_WORK ORDER_:
A single number is wanted: how many lines of the records below contain the word "rough".

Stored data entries
****
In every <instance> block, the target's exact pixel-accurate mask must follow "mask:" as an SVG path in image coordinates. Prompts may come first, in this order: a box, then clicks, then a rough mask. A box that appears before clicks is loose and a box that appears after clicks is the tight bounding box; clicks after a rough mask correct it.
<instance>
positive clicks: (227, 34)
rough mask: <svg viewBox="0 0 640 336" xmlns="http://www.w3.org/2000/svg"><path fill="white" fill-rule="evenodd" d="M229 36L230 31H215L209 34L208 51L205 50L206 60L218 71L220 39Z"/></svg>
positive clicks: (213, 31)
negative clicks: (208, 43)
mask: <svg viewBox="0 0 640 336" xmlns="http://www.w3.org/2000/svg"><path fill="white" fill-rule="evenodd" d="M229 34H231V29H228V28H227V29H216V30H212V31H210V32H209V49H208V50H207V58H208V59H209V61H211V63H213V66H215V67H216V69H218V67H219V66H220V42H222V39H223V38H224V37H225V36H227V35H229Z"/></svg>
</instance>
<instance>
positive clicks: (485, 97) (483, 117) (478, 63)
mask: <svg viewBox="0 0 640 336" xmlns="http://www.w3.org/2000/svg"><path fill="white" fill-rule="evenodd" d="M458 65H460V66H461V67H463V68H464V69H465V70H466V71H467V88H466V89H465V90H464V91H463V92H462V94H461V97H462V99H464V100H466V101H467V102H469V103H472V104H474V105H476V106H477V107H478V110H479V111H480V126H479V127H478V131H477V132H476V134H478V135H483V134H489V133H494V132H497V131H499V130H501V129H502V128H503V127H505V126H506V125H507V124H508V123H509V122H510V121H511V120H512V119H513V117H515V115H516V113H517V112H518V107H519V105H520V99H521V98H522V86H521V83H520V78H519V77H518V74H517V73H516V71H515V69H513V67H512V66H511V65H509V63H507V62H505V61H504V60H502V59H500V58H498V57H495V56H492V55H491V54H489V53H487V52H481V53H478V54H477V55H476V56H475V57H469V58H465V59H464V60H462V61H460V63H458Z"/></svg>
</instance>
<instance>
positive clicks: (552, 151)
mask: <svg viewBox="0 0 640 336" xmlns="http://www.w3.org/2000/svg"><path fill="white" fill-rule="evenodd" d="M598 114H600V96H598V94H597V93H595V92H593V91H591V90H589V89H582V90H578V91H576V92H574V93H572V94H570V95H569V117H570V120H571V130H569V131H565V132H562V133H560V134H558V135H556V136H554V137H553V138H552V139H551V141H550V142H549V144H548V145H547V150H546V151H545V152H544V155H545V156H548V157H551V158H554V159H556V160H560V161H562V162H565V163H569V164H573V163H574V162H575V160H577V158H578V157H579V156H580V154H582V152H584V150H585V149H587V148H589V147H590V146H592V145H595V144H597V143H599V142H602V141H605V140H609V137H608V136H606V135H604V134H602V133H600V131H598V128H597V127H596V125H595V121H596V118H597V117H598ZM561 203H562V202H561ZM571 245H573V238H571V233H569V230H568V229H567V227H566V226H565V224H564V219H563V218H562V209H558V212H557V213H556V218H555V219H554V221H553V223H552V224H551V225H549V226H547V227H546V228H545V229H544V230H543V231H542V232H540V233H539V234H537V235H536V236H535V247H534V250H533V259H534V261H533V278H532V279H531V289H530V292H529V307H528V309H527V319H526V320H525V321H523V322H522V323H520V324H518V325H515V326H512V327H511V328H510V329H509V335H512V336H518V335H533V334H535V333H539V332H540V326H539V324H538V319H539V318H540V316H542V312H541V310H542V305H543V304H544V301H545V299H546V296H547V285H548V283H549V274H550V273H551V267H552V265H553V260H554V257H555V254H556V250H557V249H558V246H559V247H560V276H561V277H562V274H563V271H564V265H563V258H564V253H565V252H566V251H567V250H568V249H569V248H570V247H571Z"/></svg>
****
_WORKED SOLUTION_:
2